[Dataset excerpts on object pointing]
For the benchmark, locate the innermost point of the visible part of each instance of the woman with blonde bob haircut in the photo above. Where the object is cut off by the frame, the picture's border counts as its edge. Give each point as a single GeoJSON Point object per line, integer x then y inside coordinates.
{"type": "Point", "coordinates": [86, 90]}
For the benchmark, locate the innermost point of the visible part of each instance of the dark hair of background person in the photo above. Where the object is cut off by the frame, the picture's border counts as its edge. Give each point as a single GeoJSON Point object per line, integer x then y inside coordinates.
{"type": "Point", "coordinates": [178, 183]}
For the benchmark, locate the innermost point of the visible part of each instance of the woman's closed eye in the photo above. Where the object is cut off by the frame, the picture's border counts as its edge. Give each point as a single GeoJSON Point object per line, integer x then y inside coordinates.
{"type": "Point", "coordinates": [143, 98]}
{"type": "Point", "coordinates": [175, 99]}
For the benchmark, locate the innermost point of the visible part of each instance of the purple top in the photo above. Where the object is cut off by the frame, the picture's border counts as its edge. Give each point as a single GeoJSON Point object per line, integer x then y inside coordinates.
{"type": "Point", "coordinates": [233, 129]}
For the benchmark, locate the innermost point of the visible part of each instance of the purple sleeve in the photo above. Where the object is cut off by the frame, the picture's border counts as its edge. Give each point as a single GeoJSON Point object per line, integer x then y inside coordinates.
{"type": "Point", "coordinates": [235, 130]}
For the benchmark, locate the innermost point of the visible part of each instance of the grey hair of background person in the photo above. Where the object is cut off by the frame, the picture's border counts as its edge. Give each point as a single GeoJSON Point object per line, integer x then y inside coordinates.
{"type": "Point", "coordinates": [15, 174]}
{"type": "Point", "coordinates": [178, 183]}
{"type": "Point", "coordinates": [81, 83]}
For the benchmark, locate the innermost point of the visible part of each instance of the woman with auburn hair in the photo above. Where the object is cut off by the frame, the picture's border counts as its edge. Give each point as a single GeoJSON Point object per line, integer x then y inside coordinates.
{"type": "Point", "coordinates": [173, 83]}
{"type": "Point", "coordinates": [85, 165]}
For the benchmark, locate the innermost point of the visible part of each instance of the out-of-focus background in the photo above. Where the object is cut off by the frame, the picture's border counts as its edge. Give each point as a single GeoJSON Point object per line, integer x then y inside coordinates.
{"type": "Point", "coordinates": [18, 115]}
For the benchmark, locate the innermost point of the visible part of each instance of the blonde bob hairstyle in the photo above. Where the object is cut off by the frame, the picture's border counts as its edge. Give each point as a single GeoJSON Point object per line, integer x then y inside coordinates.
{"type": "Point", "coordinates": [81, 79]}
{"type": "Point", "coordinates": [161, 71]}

What is being asked: Output the entries exactly.

Written response:
For the benchmark, locate the innermost point of the visible part of each instance of the woman with blonde bob haircut in the photo above. Where the object is cut off by the frame, the picture's border counts as its edge. Give each point as a single GeoJSON Point object per line, integer x then y inside coordinates.
{"type": "Point", "coordinates": [86, 90]}
For the benchmark, locate the innermost point of the visible part of each instance of the dark hair of background person in the photo above. Where the object is cut off by the frame, the picture's border counts as its edge. Give each point as a single GeoJSON Point object per line, integer x then y inside coordinates.
{"type": "Point", "coordinates": [178, 183]}
For the benchmark, locate the innermost point of the visible part of each instance of the woman's closed eye in the photo above. Where the object is cut off by the frame, the picture's border counts as its edge. Give each point as a single GeoJSON Point object per line, integer x then y inside coordinates.
{"type": "Point", "coordinates": [143, 98]}
{"type": "Point", "coordinates": [175, 99]}
For the benchmark, locate the innermost point of the visible part of each instance of the purple top in the photo above. Where the object is cut off by the frame, the picture's border counts as its edge. Give each point as a single GeoJSON Point object per line, integer x then y inside coordinates.
{"type": "Point", "coordinates": [233, 129]}
For the benchmark, locate the innermost point of the visible part of each instance of the purple sleeve in the photo above. Where the object is cut off by the frame, the picture's border counts as its edge. Give each point as a single GeoJSON Point object per line, integer x then y inside coordinates.
{"type": "Point", "coordinates": [235, 130]}
For the benchmark, locate the innermost point of the visible part of each instance of the grey hair of background person in the photo above. Where the object is cut off by the frame, the picture's border counts as its edge. Give each point as a single GeoJSON Point object per line, integer x then y inside coordinates.
{"type": "Point", "coordinates": [15, 174]}
{"type": "Point", "coordinates": [178, 183]}
{"type": "Point", "coordinates": [81, 83]}
For the benchmark, locate the innermost point of the visible part of each instance of the woman with auburn hair in the photo above. Where the object is cut off by the frame, the picture's border counts as its edge. Give each point as a single GeoJSON Point object per line, integer x then y inside coordinates.
{"type": "Point", "coordinates": [173, 83]}
{"type": "Point", "coordinates": [85, 165]}
For the benchmark, locate the innermost point of the visible part of each instance of the out-of-focus background in the photo above. Where the object is cut off by the frame, the picture's border counts as its edge. Give each point as a single GeoJSON Point object per line, integer x then y inside coordinates.
{"type": "Point", "coordinates": [18, 115]}
For the benchmark, locate the innermost point of the visible part of each instance of the blonde bob hairstyle in the photo above. Where the object is cut off by the frame, the picture's border counts as its edge. Give each point as a single GeoJSON Point object per line, integer x then y inside coordinates.
{"type": "Point", "coordinates": [81, 79]}
{"type": "Point", "coordinates": [161, 71]}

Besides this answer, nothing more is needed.